Here is my servant, whom I uphold, my chosen, in whom my soul delights; I have put my spirit upon him; he will bring forth justice to the nations. He will not cry or lift up his voice, or make it heard in the street; a bruised reed he will not break, and a dimly burning wick he will not quench; he will faithfully bring forth justice. He will not grow faint or be crushed until he has established justice in the earth; and the coastlands wait for his teaching.
Thus says God, the Lord, who created the heavens and stretched them out, who spread out the earth and what comes from it, who gives breath to the people upon it and spirit to those who walk in it: I am the Lord, I have called you in righteousness, I have taken you by the hand and kept you; I have given you as a covenant to the people, a light to the nations, to open the eyes that are blind, to bring out the prisoners from the dungeon, from the prison those who sit in darkness.
I am the Lord, that is my name; my glory I give to no other, nor my praise to idols. See, the former things have come to pass, and new things I now declare; before they spring forth, I tell you of them. (Is 42:1-9)

Mask labeling examples
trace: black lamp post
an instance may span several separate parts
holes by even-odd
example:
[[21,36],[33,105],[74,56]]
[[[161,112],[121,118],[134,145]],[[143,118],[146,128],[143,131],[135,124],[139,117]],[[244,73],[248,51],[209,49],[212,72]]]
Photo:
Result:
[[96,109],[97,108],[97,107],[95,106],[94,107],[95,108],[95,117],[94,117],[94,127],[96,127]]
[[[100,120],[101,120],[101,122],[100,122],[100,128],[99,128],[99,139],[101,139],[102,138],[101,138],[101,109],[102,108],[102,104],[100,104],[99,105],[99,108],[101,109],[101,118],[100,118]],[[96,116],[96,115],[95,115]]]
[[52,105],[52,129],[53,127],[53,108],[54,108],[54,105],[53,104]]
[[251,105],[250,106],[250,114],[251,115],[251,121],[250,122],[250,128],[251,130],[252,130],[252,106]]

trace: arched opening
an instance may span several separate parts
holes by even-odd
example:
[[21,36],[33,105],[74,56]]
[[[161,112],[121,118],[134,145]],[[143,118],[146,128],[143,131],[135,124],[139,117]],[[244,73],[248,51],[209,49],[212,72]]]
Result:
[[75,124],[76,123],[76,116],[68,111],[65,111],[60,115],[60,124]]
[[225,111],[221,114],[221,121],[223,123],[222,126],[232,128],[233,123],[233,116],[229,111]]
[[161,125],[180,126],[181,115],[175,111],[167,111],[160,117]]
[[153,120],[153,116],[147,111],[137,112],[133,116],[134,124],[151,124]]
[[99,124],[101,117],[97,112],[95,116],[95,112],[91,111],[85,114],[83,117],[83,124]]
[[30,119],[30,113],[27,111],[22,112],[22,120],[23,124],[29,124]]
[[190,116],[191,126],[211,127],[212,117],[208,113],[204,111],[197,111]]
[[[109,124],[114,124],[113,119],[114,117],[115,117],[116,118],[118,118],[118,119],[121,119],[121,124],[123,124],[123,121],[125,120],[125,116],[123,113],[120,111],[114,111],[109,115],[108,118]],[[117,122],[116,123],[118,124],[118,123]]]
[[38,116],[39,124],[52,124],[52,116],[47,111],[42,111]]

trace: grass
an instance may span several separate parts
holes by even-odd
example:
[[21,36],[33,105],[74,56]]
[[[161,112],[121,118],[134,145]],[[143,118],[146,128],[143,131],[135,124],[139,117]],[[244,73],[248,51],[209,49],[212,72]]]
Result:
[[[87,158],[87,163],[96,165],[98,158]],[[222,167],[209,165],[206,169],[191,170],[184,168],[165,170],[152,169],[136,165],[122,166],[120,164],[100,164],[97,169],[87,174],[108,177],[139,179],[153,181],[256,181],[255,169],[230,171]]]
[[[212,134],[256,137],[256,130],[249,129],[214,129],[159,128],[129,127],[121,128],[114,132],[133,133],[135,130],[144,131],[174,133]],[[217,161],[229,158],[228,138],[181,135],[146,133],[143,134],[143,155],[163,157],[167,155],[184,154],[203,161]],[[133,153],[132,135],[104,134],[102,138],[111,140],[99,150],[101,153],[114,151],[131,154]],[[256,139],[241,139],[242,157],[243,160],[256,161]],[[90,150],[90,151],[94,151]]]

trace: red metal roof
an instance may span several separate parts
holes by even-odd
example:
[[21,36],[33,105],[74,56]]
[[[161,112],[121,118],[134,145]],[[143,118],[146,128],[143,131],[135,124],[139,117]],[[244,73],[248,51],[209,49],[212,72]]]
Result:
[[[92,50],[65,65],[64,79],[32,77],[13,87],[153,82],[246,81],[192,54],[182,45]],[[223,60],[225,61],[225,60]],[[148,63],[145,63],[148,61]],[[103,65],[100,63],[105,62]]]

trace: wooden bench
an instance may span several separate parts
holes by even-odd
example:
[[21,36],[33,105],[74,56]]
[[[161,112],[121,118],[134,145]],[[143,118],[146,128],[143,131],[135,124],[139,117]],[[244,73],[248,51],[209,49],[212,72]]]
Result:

■ Objective 1: List every action that the passage from Isaiah 42 says the servant will not do.
■ Objective 2: Extend the passage from Isaiah 42 past its final sentence.

■ Response 1:
- cry
- lift up his voice
- make it heard in the street
- break a bruised reed
- quench a dimly burning wick
- grow faint
- be crushed

■ Response 2:
Then Jesus came from Galilee to John at the Jordan, to be baptized by him. John would have prevented him, saying, “I need to be baptized by you, and do you come to me?” But Jesus answered him, “Let it be so now; for it is proper for us in this way to fulfill all righteousness.” Then he consented. And when Jesus had been baptized, just as he came up from the water, suddenly the heavens were opened to him and he saw the Spirit of God descending like a dove and alighting on him. And a voice from heaven said, “This is my Son, the Beloved, with whom I am well pleased.” (Matt 3:13-17)
Jesus was born in Bethlehem. His parents came to town and barely found a roof to shelter them. The angels sang and the shepherds came. The wise men brought their gifts. Mary listened to all that happened and treasured all that she heard, pondering it in her heart. Then danger came, and the little family fled to Egypt. When the coast was clear again, they went back to their home in Nazareth. Then follows a long silence. Except for a brief bout of adolescent rebellion, Jesus-style, we hear nothing more about what happened to Mary, Joseph, and Jesus for nearly thirty years.
In their culture, thirty years was most of a lifetime. In a culture where most girls were married in their early teens, a thirty year old could expect to be a grandfather. A man’s career was prepared for, entered, practiced, and nearly completed in that time. For those of us who are barely grown up at thirty, or even much later than that, it’s hard to imagine someone of thirty as beyond middle age. In those days, thirty was pretty much over the hill.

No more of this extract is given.